### EXERCISE
Recast everything in the records from the line containing "For the dataset, tag each instance of the clenched" down through the end of the records as a JSON list of strings, with one string per line and blank lines left out.

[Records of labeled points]
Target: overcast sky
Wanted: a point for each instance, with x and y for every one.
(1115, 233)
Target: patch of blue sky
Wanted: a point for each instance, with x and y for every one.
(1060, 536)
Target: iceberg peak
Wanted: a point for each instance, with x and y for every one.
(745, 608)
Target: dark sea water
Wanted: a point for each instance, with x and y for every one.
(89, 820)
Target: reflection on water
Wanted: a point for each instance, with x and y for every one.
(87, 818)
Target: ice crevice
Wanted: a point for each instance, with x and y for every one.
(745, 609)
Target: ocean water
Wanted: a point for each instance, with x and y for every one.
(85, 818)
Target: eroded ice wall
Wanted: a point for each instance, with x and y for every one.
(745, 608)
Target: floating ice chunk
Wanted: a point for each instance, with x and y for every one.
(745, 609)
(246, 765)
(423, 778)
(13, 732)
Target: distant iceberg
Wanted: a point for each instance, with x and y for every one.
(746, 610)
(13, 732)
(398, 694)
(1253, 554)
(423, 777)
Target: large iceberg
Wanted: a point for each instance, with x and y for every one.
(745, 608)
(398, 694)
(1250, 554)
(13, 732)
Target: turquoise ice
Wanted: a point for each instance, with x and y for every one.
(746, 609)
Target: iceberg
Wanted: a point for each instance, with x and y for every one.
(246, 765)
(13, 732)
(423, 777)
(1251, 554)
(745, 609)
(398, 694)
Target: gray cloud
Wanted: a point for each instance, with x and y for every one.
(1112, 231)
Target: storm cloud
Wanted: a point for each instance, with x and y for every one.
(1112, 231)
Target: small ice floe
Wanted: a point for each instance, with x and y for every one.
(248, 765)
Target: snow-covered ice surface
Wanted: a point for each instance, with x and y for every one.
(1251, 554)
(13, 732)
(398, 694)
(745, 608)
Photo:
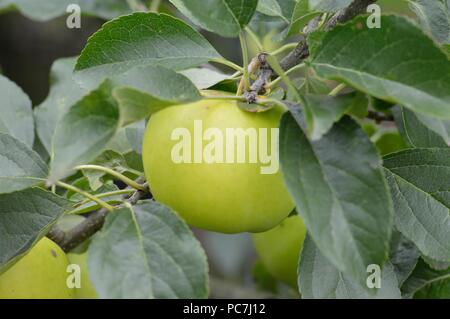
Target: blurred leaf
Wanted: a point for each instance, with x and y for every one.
(401, 64)
(24, 219)
(204, 78)
(414, 132)
(322, 111)
(341, 193)
(319, 279)
(141, 39)
(404, 256)
(145, 90)
(224, 17)
(440, 127)
(329, 5)
(109, 159)
(420, 186)
(434, 16)
(299, 18)
(64, 92)
(147, 251)
(20, 167)
(16, 115)
(426, 282)
(43, 10)
(135, 136)
(84, 131)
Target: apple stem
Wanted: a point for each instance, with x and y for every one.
(112, 172)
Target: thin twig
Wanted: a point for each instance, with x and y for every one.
(301, 51)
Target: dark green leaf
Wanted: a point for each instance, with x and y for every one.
(434, 16)
(329, 5)
(401, 64)
(340, 191)
(64, 92)
(323, 111)
(414, 132)
(20, 167)
(141, 39)
(16, 116)
(43, 10)
(404, 256)
(204, 78)
(146, 251)
(25, 216)
(224, 17)
(84, 131)
(420, 186)
(319, 279)
(426, 282)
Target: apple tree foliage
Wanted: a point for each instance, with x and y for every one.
(362, 205)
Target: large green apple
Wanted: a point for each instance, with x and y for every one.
(86, 290)
(228, 197)
(280, 248)
(41, 274)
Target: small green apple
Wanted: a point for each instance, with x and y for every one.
(218, 196)
(279, 249)
(86, 290)
(40, 274)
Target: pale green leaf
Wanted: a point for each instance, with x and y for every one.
(147, 251)
(16, 116)
(20, 167)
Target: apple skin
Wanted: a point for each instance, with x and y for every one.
(279, 249)
(221, 197)
(87, 290)
(40, 274)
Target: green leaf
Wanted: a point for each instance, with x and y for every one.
(440, 127)
(224, 17)
(300, 17)
(147, 251)
(420, 186)
(143, 91)
(396, 63)
(340, 191)
(25, 216)
(319, 279)
(109, 159)
(204, 78)
(141, 39)
(135, 135)
(84, 131)
(16, 115)
(426, 282)
(64, 92)
(322, 112)
(329, 5)
(43, 10)
(414, 131)
(434, 16)
(20, 167)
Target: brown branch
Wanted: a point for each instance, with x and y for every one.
(92, 224)
(380, 117)
(301, 52)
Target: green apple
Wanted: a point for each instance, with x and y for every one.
(279, 249)
(86, 290)
(215, 191)
(40, 274)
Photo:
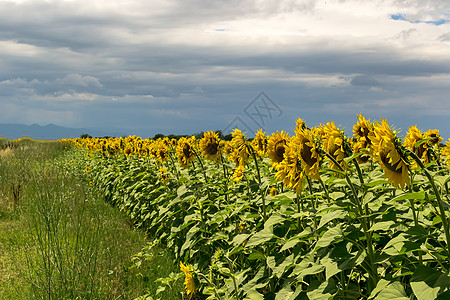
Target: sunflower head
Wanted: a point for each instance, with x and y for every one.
(185, 151)
(189, 283)
(308, 147)
(334, 143)
(290, 170)
(210, 146)
(238, 173)
(434, 135)
(413, 136)
(446, 151)
(276, 147)
(273, 192)
(362, 129)
(239, 144)
(164, 175)
(388, 151)
(259, 143)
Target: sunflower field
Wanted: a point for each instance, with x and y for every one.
(313, 215)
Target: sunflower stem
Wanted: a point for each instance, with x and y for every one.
(313, 207)
(225, 177)
(259, 182)
(325, 189)
(202, 214)
(438, 198)
(373, 274)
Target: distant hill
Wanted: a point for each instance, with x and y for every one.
(47, 132)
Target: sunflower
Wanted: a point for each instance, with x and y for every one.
(128, 151)
(361, 132)
(446, 151)
(185, 151)
(334, 144)
(209, 146)
(238, 173)
(164, 175)
(259, 143)
(289, 169)
(189, 282)
(309, 152)
(413, 136)
(273, 192)
(387, 149)
(276, 147)
(434, 135)
(239, 145)
(162, 150)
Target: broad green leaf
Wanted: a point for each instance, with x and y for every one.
(281, 268)
(313, 269)
(427, 283)
(322, 291)
(260, 237)
(393, 291)
(329, 237)
(274, 219)
(240, 238)
(285, 293)
(329, 216)
(414, 195)
(381, 226)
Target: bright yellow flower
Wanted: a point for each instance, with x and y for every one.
(189, 282)
(273, 192)
(290, 170)
(309, 152)
(259, 143)
(164, 175)
(413, 136)
(276, 147)
(334, 143)
(239, 145)
(185, 151)
(446, 151)
(361, 132)
(434, 135)
(238, 173)
(209, 146)
(387, 151)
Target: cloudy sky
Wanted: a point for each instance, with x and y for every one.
(184, 66)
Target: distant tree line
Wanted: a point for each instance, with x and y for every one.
(197, 135)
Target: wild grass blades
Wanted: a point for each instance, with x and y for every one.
(362, 229)
(64, 241)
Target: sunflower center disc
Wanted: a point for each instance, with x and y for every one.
(211, 148)
(391, 167)
(307, 154)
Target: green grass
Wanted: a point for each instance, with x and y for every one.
(60, 240)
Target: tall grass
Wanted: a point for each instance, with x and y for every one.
(59, 239)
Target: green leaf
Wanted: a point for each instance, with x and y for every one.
(296, 239)
(382, 226)
(285, 293)
(393, 291)
(414, 195)
(240, 238)
(260, 237)
(329, 237)
(329, 216)
(427, 283)
(322, 291)
(311, 270)
(274, 219)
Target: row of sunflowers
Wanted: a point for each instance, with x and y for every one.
(315, 215)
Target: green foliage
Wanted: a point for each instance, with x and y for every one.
(347, 237)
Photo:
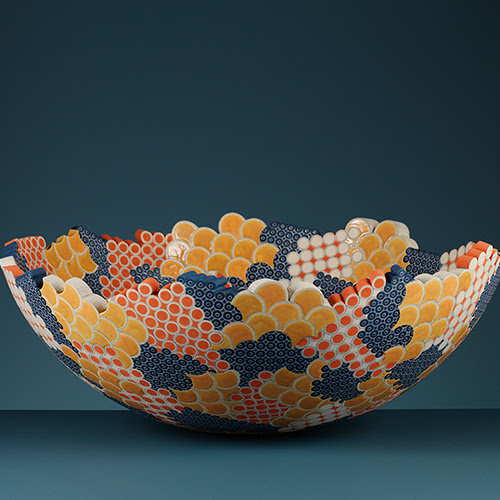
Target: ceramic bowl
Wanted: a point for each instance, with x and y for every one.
(254, 327)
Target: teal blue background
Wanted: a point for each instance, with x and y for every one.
(126, 115)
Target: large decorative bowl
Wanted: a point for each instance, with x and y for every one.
(254, 327)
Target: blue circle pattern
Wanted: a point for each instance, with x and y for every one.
(211, 423)
(421, 261)
(485, 298)
(39, 307)
(407, 372)
(382, 314)
(166, 370)
(329, 285)
(99, 253)
(12, 250)
(339, 384)
(285, 237)
(213, 297)
(270, 352)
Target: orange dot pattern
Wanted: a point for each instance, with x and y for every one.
(173, 321)
(271, 306)
(126, 255)
(351, 253)
(32, 249)
(229, 252)
(69, 257)
(338, 342)
(106, 333)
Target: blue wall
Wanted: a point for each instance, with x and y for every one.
(126, 115)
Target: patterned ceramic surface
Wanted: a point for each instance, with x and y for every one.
(253, 327)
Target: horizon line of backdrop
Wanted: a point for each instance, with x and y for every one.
(120, 116)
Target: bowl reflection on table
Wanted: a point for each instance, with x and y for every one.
(254, 327)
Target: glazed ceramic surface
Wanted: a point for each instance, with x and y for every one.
(252, 327)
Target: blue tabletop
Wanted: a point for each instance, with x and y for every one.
(117, 454)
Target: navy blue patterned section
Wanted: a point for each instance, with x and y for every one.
(74, 367)
(407, 372)
(420, 261)
(99, 253)
(485, 298)
(339, 384)
(270, 353)
(237, 283)
(39, 307)
(166, 370)
(211, 423)
(145, 271)
(382, 314)
(12, 250)
(285, 237)
(212, 297)
(329, 285)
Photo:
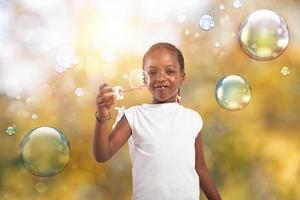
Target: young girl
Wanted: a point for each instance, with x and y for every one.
(164, 137)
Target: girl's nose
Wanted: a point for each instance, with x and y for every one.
(161, 76)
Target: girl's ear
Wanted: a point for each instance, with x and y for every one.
(182, 77)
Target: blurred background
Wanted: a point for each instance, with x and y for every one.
(55, 53)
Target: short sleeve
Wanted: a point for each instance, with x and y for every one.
(199, 122)
(129, 113)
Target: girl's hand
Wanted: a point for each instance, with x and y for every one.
(104, 99)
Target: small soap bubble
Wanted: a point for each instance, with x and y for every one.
(45, 151)
(61, 67)
(109, 56)
(125, 76)
(233, 93)
(186, 32)
(40, 187)
(10, 131)
(217, 44)
(206, 22)
(79, 92)
(285, 71)
(181, 18)
(237, 4)
(34, 116)
(264, 35)
(66, 56)
(139, 78)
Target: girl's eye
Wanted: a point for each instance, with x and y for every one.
(152, 72)
(171, 72)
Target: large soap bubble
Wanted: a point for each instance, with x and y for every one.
(233, 92)
(45, 151)
(264, 35)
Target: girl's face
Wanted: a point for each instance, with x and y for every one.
(165, 75)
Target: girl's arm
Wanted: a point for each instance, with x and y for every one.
(105, 145)
(206, 181)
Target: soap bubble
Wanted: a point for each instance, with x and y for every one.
(233, 93)
(264, 35)
(181, 18)
(285, 71)
(10, 131)
(65, 58)
(45, 151)
(139, 78)
(237, 4)
(206, 22)
(79, 92)
(222, 7)
(34, 116)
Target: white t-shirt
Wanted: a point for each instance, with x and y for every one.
(162, 151)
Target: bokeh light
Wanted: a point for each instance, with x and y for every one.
(45, 151)
(264, 35)
(207, 22)
(285, 71)
(233, 93)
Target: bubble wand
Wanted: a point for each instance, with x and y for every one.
(138, 79)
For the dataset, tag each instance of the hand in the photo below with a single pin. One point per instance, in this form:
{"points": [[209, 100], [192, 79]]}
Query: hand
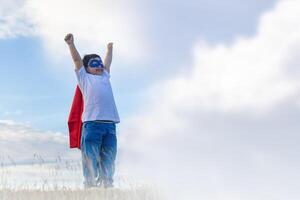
{"points": [[110, 45], [69, 39]]}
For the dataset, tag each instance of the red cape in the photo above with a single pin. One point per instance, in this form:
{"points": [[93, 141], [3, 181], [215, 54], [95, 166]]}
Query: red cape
{"points": [[74, 121]]}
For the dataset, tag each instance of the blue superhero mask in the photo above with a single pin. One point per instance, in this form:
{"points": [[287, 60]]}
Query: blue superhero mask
{"points": [[95, 62]]}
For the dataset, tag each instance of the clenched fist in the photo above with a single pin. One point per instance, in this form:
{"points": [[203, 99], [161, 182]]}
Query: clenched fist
{"points": [[69, 39], [110, 45]]}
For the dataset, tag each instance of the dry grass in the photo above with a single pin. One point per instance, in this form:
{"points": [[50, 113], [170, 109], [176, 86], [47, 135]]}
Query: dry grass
{"points": [[62, 180], [90, 194]]}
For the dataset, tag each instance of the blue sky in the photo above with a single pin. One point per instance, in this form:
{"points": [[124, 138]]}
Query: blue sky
{"points": [[33, 93], [209, 89]]}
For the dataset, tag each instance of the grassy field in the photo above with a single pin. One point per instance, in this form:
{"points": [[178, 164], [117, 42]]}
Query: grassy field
{"points": [[62, 179], [90, 194]]}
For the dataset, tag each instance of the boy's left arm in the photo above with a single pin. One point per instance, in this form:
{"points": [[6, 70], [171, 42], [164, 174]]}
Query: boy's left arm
{"points": [[108, 57]]}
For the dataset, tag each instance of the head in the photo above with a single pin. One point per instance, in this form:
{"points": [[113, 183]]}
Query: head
{"points": [[93, 64]]}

### SOLUTION
[
  "For the dataset, tag each instance of the clenched fist in the photo above with a single pin. One point per instance, in this form:",
  "{\"points\": [[203, 99], [161, 182]]}",
  "Query: clenched fist",
  "{\"points\": [[69, 39], [110, 45]]}",
  "For the dataset, tag each instance of the dry grass in the photo above with a single pin. One point per instance, in this form:",
  "{\"points\": [[50, 113], [170, 109], [176, 86], [47, 135]]}",
  "Query: dry grass",
  "{\"points\": [[62, 180], [90, 194]]}",
  "For the dataset, tag each instance of the blue sky in the photo above with a single pin. One point per instance, in this form:",
  "{\"points\": [[124, 138]]}",
  "Query: blue sky",
  "{\"points\": [[33, 93], [209, 89]]}",
  "For the dataset, tag each instance of the grassy field in the photo above with a single pin. One point per instance, in this form:",
  "{\"points\": [[178, 164], [117, 42]]}",
  "Query: grassy field",
  "{\"points\": [[62, 179], [90, 194]]}",
  "For the dataset, tag each instance of the boy's left arm in the photo above with a single pin. One point per instance, in this form:",
  "{\"points\": [[6, 70], [171, 42], [164, 174]]}",
  "Query: boy's left arm",
  "{\"points\": [[108, 57]]}",
  "For the dataset, tag each instance of the head in the photo above with a single pin. One point per instance, in this form:",
  "{\"points\": [[113, 183]]}",
  "Query: head",
  "{\"points\": [[93, 64]]}"
]